*READING PASSAGE*:
______

Answer: High volume of packets throughout the capture, with SYN packets (red) and RST packets (blue) appearing in waves. The attack maintains consistent intensity over time.

Q8.2: Approximately how many packets per second at the peak?

Your Answer: _______________________________________________

Click to reveal answer

Answer: Approximately 6,000-7,000 packets per second

Q8.3: How long does the attack last (approximately)?

Your Answer: _______________________________________________

Click to reveal answer

Answer: Approximately 64 seconds

Task 9: Protocol Hierarchy

Go to Statistics → Protocol Hierarchy

Q9.1: What percentage of traffic is TCP?

Your Answer: _______________________________________________

Click to reveal answer

Answer: Nearly 100% (all traffic is TCP)

Q9.2: Is there any other traffic besides the attack traffic?

Your Answer: _______________________________________________

Click to reveal answer

Answer: Minimal to none — this capture is almost entirely the SYN flood attack

Part D: Evidence Documentation

Task 10: Build Attack Summary

Complete this attack summary based on your analysis:

Field	Your Answer
Attacker IP
Victim IP
Target Port
Target Service
Attack Type
Total Packets
SYN Packets
SYN/ACK Packets
RST Packets
ACK Packets
Attack Duration
Peak Intensity

Click to reveal answers

Field	Answer
Attacker IP	10.0.0.8
Victim IP	10.0.0.16
Target Port	80
Target Service	HTTP (Web server)
Attack Type	SYN Flood (DoS)
Total Packets	440,399
SYN Packets	147,904
SYN/ACK Packets	148,448
RST Packets	144,045
ACK Packets	0
Attack Duration	~64 seconds
Peak Intensity	~6,800 packets/sec

Task 11: Timeline Construction

Based on the packet data, describe the attack phases:

Phase	Your Description	Evidence
1. Initiation		First SYN packets observed
2. Flood
3. Victim Response
4. Reset
5. Continuation

Click to reveal answer

Phase	Description	Evidence
1. Initiation	Attacker begins sending SYN packets	Packets 1-16: SYN from 10.0.0.8 to port 80
2. Flood	High volume SYN packets overwhelm victim	147,904 SYN packets with incrementing source ports
3. Victim Response	Server responds to each SYN	148,448 SYN/ACK packets from 10.0.0.16
4. Reset	Attacker resets connections to continue	144,045 RST packets from attacker
5. Continuation	Attack sustained for ~64 seconds	Consistent ~6,800 packets/sec throughout

(Optional) Part E: Analysis Questions

Q10.1: Why is this attack effective against a web server?

Your Answer: _______________________________________________

Click to reveal answer

Answer: Web servers must accept incoming connections to serve pages. The SYN flood fills the server's connection table with half-open connections, preventing legitimate users from connecting. The server wastes resources (memory, CPU) tracking connections that will never complete.

Q10.2: What resources on the victim are being exhausted?

Your Answer: _______________________________________________

Click to reveal answer

Answer:

TCP connection table (limited slots for half-open connections)
Memory (storing state for each pending connection)

______

*SUPPLIED DATA*:
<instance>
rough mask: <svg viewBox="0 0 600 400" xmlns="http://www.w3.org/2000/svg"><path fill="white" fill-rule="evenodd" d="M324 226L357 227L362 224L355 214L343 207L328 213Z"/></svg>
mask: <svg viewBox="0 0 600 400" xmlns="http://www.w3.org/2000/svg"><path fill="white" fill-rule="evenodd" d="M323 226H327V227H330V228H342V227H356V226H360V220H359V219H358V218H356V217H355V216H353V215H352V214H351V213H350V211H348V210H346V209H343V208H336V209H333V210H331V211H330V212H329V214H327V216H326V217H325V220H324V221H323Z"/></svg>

______

*EXERCISE 1*: In the SYN flood lab, how would you translate "The attack maintains consistent intensity over time." into Spanish?
*EXERCISE 2*: Can you rewrite the paragraph in the SYN flood lab that begins "Web servers must accept incoming connections" as a short bulleted list that keeps its main facts?
*EXERCISE 3*: According to the SYN flood lab, how many RST packets did the capture contain?

*PROBLEM SOLUTION 1*: El ataque mantiene una intensidad constante a lo largo del tiempo.

*PROBLEM SOLUTION 2*:
- Web servers must accept incoming connections to serve pages.
- The SYN flood fills the server's connection table with half-open connections, which blocks legitimate users from connecting.
- The server wastes memory and CPU tracking connections that will never complete.

*PROBLEM SOLUTION 3*: 144,045